Schriftliche Aufgabe | Kopiere aus dem Text über die Schweizer Bildungspolitik den Abschnitt von „Junckers EU und“ bis „teils erschreckend.“ wortgetreu.

Ausgangstext |
--
Junckers EU und deren
Institutionen haben sich den Eingriff in die Schweizer Bildungslandschaft schon
lange gesichert: Die Bildungspolitik wird substanziell und bald bis in die
letzte Faser fremdbestimmt (Krautz, «Die sanfte Steuerung der Bildung»).
Die etablierten Methoden
der als Soft Governance bekannten Beeinflussung der Schweiz durch interessierte
internationale Organisationen wurde 2010 in einer Studie der Universität Bremen
untersucht. (T. Biber, «Soft Governance in Education»).
Die Ergebnisse dieser
Studie sind für einen Staat, welcher sich souverän und demokratisch wähnt,
teils erschreckend.
--
Vorliegende Datensätze |
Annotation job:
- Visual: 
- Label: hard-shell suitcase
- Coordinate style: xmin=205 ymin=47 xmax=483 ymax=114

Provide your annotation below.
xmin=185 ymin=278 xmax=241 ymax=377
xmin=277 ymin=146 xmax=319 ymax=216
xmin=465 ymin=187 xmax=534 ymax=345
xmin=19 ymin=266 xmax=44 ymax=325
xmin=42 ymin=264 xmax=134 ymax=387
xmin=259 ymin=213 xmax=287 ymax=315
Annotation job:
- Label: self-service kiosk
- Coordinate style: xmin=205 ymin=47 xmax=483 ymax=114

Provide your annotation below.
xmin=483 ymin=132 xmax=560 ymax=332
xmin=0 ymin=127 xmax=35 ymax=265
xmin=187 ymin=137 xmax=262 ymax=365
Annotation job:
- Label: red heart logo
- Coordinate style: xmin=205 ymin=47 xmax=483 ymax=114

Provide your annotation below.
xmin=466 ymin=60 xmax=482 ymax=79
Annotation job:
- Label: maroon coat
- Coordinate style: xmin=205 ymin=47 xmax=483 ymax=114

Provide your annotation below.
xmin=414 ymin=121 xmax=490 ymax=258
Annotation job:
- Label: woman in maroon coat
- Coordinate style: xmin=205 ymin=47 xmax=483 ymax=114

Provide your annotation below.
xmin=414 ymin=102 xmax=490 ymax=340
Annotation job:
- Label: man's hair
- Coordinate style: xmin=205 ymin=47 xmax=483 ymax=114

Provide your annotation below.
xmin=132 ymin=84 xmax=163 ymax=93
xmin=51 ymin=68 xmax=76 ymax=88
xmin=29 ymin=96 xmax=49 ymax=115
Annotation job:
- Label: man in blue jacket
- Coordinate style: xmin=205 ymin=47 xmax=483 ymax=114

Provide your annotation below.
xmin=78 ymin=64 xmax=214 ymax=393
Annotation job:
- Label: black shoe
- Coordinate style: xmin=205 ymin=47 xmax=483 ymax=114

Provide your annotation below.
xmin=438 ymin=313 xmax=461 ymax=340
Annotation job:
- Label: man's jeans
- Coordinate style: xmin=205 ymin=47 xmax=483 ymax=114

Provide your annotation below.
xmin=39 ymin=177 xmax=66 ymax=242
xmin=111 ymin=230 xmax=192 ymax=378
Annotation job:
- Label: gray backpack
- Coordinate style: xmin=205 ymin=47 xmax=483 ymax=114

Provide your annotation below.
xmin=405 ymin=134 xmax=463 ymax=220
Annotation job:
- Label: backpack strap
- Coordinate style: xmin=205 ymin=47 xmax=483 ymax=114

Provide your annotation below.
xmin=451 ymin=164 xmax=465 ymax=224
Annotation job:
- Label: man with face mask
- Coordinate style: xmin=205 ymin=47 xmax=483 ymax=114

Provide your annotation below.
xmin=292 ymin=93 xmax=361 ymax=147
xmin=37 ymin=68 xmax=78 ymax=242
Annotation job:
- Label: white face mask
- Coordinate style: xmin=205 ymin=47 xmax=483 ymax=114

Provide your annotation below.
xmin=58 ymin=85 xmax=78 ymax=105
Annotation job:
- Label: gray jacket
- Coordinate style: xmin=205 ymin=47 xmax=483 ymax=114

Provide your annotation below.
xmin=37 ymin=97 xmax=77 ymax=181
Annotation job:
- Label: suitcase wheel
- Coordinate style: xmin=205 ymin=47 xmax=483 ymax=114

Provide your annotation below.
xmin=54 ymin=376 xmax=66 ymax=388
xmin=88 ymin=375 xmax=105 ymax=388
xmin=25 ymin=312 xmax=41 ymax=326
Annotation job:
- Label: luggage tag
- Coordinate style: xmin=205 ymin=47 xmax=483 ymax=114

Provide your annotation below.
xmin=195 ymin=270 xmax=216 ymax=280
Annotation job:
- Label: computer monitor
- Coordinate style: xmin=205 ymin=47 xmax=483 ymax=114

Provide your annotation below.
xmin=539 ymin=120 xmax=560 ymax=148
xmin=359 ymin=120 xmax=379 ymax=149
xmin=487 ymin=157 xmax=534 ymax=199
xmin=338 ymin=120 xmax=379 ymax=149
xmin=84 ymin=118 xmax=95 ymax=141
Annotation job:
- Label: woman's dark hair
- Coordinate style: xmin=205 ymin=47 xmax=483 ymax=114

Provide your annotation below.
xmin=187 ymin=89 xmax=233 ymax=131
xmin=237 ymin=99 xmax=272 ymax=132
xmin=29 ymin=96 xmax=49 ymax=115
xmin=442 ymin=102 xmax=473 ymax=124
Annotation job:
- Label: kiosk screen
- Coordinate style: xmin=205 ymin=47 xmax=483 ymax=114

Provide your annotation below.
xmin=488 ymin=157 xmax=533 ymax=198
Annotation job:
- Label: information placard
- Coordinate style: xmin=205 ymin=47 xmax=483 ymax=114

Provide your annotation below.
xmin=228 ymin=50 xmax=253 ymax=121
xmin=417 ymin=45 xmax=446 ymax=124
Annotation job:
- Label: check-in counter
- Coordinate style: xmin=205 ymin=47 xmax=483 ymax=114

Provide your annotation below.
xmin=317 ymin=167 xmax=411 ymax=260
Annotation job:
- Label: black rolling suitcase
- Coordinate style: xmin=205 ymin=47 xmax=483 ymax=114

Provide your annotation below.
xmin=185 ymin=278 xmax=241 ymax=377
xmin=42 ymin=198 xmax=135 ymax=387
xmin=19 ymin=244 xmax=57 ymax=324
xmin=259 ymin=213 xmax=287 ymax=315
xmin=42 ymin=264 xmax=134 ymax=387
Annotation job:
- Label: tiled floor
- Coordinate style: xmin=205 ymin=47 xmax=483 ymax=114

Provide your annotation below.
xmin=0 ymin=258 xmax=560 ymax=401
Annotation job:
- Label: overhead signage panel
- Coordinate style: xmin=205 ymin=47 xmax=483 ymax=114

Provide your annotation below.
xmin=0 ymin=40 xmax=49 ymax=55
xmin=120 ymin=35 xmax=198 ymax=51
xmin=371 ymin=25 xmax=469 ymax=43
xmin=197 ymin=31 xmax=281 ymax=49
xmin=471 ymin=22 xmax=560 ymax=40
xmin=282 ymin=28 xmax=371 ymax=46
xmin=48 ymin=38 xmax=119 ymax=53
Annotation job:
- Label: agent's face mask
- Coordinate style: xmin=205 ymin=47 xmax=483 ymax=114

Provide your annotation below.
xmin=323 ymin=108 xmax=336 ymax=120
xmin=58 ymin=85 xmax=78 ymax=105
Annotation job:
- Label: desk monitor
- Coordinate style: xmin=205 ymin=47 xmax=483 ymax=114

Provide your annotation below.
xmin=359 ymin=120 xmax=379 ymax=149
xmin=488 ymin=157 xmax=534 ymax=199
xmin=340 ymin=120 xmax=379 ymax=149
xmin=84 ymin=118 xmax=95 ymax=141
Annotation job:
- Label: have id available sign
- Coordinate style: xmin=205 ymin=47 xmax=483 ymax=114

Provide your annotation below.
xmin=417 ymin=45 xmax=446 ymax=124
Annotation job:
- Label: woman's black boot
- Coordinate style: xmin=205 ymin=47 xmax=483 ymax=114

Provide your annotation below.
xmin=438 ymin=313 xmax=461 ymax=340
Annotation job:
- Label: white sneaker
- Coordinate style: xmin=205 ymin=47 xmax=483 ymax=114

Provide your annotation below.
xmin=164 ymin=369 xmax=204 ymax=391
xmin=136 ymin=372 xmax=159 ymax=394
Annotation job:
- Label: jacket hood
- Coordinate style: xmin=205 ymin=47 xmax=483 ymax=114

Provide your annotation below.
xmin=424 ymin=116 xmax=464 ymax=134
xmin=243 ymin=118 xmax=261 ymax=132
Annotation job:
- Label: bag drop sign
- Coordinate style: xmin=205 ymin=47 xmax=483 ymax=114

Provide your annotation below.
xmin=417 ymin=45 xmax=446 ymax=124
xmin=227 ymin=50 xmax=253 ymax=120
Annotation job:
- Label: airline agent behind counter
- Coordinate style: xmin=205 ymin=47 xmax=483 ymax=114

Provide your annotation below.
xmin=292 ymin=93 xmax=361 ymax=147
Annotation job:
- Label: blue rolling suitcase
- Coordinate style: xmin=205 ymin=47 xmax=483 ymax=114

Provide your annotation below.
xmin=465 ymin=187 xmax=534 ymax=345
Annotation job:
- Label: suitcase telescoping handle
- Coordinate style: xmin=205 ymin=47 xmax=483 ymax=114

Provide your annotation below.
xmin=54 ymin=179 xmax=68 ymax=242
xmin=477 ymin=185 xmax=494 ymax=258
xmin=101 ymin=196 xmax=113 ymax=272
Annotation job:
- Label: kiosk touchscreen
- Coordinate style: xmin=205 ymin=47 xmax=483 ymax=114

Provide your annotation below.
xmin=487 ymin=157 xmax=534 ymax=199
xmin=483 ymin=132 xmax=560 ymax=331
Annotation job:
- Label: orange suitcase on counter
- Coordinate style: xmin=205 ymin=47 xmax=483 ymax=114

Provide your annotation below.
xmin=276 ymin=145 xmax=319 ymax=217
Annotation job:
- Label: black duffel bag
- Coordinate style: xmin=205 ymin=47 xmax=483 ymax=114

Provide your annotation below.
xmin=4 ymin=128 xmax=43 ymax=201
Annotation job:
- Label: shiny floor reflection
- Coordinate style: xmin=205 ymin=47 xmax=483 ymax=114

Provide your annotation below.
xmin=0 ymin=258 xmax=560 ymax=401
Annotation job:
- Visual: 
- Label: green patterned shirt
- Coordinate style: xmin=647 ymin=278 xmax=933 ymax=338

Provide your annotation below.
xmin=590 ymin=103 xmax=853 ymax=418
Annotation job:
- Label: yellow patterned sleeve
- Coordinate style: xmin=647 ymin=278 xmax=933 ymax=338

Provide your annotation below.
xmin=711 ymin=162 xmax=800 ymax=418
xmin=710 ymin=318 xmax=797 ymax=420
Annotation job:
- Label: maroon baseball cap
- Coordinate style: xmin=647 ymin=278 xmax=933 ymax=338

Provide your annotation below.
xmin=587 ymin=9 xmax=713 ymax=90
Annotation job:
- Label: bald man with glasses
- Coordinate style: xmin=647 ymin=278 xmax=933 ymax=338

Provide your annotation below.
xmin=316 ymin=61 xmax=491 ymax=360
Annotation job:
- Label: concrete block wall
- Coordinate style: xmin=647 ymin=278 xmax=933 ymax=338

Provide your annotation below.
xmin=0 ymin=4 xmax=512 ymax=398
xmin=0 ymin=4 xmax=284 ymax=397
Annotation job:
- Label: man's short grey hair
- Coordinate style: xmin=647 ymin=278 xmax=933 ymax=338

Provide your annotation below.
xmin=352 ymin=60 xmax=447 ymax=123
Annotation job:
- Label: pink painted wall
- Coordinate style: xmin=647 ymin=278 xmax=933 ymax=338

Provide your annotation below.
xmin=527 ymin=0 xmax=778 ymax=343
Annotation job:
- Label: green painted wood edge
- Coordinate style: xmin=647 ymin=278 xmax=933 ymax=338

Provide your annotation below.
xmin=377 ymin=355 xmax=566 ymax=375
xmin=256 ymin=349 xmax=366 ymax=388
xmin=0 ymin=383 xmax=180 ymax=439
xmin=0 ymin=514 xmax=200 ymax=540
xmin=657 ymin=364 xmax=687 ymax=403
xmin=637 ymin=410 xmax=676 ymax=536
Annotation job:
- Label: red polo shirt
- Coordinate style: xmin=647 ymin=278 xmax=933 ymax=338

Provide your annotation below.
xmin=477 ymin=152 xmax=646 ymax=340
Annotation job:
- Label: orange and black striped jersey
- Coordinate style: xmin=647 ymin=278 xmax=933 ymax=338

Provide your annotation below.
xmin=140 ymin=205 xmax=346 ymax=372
--
Antwort |
Junckers EU und deren
Institutionen haben sich den Eingriff in die Schweizer Bildungslandschaft schon
lange gesichert: Die Bildungspolitik wird substanziell und bald bis in die
letzte Faser fremdbestimmt (Krautz, «Die sanfte Steuerung der Bildung»).
Die etablierten Methoden
der als Soft Governance bekannten Beeinflussung der Schweiz durch interessierte
internationale Organisationen wurde 2010 in einer Studie der Universität Bremen
untersucht. (T. Biber, «Soft Governance in Education»).
Die Ergebnisse dieser
Studie sind für einen Staat, welcher sich souverän und demokratisch wähnt,
teils erschreckend.